Interview with Obi Okaku, Nigerian Hotel Consultant in Germany

by Bob MajiriOghene Etemiku

What motivated you to come to Germany?

I was a motor spare parts dealer in Lagos in the early 90s. Because most of the motor parts I bought and sold were made in Germany, I made up my mind to come down here and do the business big time and use my spare time for studies.

What was your experience when you got here?

(Laughs…) I got here with a briefcase. In no time, my contacts took me to a posh hotel where I stayed the night. The following day brought shock and disappointment because those same guys told me that we had to move. When they took me to where they actually lived, Jesus Christ… it was a barge on a river. They were ‘avail’.

‘Avail’, what is avail?

They were refugees, hiding from the authorities. Most Nigerians coming to Germany came in either as students or as refugees. That was then. In those days, if you were coming to Germany, either you were here for studies or you were a refugee. From that point, life became miserable for me. I had to discard my briefcase and the ambitions that I brought with me to Germany

So how did you get out of that condition?

All of this was in Hamburg. I stayed there awhile with them but I was determined not to sell drugs. That was what most of them did to survive. I did my homework and found that Munich was a much better place than Hamburg. However, the people I lived with found out my plans and advised me against the choice of Munich. They told me that people there are racists who would waste no time to kill me. I went there anyway…

What year was this…?

This was in 1993, about 15 years from today.

How did you cope with starting in a place you hardly knew anyone?

Good question…Because I was used to the cold in Jos and Kano, the cold was not really a problem. In Munich, I decided to become a refugee too, and this lasted two months. As a refugee, I was put in a camp and the German immigration officials did all sorts of investigations about me. At the end of two months, they sent me to northern Munich where I got a job in a bank, met and married a German woman in 1996.

Do you think the same conditions that made you leave Nigeria are still there?

It all depends on where you come from as a potential refugee. However, be assured that whatever your claims are, they are investigated by those who will grant you asylum as a refugee.

Where are these refugee camps located in Germany?

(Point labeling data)
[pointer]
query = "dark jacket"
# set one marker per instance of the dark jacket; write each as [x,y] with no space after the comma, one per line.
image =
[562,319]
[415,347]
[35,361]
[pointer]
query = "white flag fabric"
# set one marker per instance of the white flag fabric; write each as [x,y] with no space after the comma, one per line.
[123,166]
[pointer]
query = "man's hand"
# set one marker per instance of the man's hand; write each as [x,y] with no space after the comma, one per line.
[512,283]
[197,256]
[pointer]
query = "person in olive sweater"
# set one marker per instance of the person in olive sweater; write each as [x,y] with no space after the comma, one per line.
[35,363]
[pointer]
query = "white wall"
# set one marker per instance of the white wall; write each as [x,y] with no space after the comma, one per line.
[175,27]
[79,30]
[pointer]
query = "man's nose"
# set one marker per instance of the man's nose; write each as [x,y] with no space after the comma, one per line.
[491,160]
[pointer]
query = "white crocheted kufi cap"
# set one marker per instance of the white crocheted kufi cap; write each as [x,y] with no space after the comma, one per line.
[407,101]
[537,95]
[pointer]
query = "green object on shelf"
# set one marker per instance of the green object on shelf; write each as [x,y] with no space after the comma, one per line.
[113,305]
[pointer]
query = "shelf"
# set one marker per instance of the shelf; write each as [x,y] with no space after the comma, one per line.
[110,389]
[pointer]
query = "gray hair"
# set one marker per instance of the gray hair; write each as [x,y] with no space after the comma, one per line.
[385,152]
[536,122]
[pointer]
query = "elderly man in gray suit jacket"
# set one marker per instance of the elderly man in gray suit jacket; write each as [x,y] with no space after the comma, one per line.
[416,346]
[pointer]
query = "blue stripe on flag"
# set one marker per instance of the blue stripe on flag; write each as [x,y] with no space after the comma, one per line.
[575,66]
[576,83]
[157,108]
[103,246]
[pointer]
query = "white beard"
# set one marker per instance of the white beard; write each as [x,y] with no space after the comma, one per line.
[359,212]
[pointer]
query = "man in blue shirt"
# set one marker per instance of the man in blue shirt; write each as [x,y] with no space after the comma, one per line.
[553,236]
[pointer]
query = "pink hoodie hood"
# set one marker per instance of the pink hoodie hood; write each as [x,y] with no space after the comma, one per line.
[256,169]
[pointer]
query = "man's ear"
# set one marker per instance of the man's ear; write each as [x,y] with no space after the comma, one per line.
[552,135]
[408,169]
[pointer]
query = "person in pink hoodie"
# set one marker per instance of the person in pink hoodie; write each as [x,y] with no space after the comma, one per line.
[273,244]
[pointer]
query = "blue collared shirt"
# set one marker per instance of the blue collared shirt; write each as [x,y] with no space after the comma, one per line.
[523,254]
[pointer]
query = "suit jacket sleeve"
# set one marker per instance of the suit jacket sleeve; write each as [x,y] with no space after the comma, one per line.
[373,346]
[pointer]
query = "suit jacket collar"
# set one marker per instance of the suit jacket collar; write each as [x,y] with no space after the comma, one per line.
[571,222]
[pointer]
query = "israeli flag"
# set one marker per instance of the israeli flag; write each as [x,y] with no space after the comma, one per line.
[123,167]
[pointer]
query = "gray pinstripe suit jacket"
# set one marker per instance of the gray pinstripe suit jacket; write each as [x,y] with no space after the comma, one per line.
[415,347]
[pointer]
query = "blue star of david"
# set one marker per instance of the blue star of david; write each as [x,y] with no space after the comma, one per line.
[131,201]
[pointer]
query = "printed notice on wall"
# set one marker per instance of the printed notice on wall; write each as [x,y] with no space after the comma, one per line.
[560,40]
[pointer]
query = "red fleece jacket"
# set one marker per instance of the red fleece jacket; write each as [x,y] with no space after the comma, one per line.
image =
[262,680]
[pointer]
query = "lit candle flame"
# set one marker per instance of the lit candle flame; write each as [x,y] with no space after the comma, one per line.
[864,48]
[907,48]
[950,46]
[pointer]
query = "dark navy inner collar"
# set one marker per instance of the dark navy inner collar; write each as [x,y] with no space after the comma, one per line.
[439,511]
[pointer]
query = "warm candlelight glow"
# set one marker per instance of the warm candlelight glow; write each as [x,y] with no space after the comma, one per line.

> **WHAT IS NEEDED**
In the interview above, take the passage that begins at "Good question…Because I" and stops after "as a refugee.", and substitute "three months" for every "two months" in it.

> **TASK RESULT**
Good question…Because I was used to the cold in Jos and Kano, the cold was not really a problem. In Munich, I decided to become a refugee too, and this lasted three months. As a refugee, I was put in a camp and the German immigration officials did all sorts of investigations about me. At the end of three months, they sent me to northern Munich where I got a job in a bank, met and married a German woman in 1996.

Do you think the same conditions that made you leave Nigeria are still there?

It all depends on where you come from as a potential refugee. However, be assured that whatever your claims are, they are investigated by those who will grant you asylum as a refugee.